[Start of Data for this task]

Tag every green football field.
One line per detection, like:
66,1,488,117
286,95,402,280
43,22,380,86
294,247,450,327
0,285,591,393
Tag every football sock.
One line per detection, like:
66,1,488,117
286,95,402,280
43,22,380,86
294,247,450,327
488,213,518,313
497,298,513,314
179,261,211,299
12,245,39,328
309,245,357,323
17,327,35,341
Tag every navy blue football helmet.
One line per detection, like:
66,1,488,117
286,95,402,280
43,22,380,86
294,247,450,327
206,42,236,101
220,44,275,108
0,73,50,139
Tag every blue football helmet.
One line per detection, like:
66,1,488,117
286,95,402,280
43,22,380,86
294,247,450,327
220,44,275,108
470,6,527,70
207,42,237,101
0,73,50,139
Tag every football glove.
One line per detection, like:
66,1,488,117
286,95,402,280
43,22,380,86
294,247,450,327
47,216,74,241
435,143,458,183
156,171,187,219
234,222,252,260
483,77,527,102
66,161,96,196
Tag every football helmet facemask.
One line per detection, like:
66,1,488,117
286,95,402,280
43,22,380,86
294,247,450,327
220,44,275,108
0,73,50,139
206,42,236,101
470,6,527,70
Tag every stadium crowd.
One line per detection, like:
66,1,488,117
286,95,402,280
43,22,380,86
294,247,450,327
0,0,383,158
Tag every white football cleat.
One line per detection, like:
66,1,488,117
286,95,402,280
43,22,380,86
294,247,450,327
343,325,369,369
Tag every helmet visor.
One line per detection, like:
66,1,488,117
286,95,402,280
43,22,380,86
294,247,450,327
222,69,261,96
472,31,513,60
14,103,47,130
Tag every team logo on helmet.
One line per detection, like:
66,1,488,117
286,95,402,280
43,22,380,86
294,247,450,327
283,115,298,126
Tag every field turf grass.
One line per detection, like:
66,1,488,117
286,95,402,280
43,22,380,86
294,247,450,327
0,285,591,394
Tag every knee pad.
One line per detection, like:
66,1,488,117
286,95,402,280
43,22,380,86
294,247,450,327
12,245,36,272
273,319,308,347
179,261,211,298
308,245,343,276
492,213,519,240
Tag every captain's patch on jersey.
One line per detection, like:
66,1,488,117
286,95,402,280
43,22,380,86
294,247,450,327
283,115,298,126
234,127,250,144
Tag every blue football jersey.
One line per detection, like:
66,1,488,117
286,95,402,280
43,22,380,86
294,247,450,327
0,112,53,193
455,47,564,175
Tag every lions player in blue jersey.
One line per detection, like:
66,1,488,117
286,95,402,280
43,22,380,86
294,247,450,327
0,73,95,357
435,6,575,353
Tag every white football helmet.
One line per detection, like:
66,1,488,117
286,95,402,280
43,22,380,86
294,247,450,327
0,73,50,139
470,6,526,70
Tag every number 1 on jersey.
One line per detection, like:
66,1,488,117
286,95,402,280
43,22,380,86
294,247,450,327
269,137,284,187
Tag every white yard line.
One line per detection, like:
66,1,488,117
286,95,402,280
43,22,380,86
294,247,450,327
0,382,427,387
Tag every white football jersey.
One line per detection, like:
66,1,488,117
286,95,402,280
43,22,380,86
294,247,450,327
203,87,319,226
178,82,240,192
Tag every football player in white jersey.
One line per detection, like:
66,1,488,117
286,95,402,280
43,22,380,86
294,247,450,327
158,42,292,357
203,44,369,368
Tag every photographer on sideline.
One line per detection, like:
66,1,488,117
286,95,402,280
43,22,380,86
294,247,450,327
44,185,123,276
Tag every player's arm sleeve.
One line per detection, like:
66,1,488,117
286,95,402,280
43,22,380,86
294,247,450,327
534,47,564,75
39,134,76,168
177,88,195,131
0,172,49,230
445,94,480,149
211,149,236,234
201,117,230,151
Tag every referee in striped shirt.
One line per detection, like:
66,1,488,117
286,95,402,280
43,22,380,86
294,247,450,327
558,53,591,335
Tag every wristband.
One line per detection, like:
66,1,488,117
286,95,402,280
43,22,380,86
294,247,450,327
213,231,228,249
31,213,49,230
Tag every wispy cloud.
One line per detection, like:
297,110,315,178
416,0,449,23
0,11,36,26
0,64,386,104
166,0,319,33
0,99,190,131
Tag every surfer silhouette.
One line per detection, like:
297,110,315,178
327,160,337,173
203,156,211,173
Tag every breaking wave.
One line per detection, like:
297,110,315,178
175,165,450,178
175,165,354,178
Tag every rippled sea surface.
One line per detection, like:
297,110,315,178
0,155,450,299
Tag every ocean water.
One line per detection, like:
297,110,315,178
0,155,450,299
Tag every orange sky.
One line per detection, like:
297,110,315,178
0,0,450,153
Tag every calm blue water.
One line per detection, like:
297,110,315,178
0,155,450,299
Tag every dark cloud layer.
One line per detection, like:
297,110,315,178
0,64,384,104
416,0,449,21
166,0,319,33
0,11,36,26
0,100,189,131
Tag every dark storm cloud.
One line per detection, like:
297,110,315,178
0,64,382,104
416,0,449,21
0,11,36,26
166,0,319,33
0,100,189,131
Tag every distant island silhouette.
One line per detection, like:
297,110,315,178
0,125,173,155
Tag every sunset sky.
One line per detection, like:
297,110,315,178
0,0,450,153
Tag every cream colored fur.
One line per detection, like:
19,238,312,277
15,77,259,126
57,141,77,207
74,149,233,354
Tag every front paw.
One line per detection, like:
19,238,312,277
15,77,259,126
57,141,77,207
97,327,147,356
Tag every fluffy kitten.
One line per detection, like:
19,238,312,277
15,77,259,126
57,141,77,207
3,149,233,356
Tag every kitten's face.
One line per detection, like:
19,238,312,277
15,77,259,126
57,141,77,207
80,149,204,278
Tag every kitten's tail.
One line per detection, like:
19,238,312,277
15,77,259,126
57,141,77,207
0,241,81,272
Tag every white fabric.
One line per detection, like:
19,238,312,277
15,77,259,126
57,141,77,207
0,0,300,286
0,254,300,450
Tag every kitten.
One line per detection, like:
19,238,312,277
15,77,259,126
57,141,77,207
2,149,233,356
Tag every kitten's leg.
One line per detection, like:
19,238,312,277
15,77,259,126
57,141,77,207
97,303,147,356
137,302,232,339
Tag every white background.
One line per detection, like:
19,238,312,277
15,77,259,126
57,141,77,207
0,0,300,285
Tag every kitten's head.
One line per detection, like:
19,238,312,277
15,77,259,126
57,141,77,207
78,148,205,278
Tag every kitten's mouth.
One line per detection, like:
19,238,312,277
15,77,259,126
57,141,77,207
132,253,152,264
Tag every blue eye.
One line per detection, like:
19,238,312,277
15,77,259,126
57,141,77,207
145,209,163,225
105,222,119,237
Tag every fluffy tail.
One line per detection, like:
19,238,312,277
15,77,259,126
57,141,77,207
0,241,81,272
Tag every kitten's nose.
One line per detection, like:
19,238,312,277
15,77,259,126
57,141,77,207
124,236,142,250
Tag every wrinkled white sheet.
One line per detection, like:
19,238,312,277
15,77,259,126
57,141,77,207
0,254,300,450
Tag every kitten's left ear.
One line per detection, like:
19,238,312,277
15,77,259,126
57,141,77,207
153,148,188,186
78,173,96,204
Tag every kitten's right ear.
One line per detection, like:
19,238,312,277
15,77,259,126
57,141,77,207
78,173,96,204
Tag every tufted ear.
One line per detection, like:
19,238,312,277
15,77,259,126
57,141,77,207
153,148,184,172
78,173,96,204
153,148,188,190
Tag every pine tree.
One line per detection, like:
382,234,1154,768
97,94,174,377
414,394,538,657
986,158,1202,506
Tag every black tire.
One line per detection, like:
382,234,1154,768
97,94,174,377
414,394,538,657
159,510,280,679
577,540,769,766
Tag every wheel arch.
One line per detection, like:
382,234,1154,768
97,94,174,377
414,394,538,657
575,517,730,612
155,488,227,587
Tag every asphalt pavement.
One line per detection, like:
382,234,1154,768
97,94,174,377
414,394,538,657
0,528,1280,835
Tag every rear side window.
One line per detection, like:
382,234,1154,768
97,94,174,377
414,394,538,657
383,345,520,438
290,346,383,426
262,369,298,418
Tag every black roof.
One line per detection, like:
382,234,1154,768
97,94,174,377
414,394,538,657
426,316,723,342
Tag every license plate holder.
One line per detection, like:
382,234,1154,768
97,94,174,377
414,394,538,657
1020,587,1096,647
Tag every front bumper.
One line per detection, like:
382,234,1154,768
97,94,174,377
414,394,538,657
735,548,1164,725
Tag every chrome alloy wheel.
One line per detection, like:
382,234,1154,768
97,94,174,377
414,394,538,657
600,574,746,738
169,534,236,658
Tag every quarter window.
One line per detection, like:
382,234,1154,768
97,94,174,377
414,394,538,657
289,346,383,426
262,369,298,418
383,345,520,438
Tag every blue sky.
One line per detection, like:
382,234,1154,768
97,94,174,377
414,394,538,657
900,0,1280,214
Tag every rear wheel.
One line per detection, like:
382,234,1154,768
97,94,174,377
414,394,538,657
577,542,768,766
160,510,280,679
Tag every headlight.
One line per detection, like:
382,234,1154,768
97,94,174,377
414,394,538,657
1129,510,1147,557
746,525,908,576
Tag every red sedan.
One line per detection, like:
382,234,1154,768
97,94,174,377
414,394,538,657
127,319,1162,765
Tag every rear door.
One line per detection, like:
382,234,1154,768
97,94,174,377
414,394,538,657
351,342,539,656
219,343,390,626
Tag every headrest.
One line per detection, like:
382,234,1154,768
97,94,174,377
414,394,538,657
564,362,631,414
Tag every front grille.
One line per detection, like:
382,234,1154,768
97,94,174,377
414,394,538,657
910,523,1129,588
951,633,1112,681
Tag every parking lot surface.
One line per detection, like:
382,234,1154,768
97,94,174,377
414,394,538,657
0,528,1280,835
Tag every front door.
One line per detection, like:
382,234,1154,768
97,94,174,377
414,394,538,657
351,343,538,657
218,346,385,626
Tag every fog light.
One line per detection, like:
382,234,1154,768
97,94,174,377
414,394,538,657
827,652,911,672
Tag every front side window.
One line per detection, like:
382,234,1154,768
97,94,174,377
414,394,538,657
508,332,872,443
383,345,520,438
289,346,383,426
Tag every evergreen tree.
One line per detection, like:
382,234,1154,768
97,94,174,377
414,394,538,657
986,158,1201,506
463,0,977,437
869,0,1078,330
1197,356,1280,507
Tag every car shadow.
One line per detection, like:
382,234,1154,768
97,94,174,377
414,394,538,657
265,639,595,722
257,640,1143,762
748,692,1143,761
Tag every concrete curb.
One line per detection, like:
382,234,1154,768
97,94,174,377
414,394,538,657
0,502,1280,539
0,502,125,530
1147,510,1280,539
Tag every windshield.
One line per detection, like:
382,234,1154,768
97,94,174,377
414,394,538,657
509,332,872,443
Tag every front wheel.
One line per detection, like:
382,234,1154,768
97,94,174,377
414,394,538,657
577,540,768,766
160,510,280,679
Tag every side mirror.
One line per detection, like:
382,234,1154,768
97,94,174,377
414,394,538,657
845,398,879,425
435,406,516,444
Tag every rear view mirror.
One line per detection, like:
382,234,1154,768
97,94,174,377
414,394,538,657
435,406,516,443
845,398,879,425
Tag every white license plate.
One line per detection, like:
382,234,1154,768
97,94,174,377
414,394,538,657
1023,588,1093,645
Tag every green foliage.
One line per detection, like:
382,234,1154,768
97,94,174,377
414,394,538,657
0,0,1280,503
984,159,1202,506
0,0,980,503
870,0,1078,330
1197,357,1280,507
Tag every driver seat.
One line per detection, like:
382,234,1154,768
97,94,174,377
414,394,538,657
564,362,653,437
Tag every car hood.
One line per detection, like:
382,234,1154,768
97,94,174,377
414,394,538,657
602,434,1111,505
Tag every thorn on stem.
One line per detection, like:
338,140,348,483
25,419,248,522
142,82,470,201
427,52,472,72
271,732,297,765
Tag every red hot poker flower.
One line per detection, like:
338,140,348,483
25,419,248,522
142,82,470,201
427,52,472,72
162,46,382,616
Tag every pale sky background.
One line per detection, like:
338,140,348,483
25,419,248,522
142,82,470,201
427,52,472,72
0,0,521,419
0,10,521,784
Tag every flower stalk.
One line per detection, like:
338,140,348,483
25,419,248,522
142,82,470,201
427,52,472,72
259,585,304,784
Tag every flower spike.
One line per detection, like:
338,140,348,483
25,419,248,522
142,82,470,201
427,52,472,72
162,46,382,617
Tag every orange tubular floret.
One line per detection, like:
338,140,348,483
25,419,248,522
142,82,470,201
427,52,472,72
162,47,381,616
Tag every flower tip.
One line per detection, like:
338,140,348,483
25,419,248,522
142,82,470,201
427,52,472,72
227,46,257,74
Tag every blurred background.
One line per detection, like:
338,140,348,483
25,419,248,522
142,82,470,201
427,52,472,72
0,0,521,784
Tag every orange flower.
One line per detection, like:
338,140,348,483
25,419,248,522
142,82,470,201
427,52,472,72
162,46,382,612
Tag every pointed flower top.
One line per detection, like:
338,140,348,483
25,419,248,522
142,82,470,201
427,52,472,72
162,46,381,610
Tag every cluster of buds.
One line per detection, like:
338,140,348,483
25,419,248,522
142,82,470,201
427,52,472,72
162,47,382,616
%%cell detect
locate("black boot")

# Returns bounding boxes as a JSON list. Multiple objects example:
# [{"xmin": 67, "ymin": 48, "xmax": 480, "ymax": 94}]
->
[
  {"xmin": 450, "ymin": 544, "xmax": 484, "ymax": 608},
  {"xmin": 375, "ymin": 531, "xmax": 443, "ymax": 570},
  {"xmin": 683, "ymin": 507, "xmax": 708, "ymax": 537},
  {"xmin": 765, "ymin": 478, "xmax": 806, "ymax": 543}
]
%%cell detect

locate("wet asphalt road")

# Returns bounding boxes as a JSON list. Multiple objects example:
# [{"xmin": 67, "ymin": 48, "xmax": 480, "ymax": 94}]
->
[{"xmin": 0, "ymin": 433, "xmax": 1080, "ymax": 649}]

[End of Data for this task]

Directions. Copy out the data exactly, starting at the very beginning and going through the line that contains "0,285,591,393", with that line included.

Solution to the problem.
Tag every green football field.
One line per detection, like:
66,1,488,117
286,95,402,280
43,22,380,86
294,247,450,327
0,285,591,393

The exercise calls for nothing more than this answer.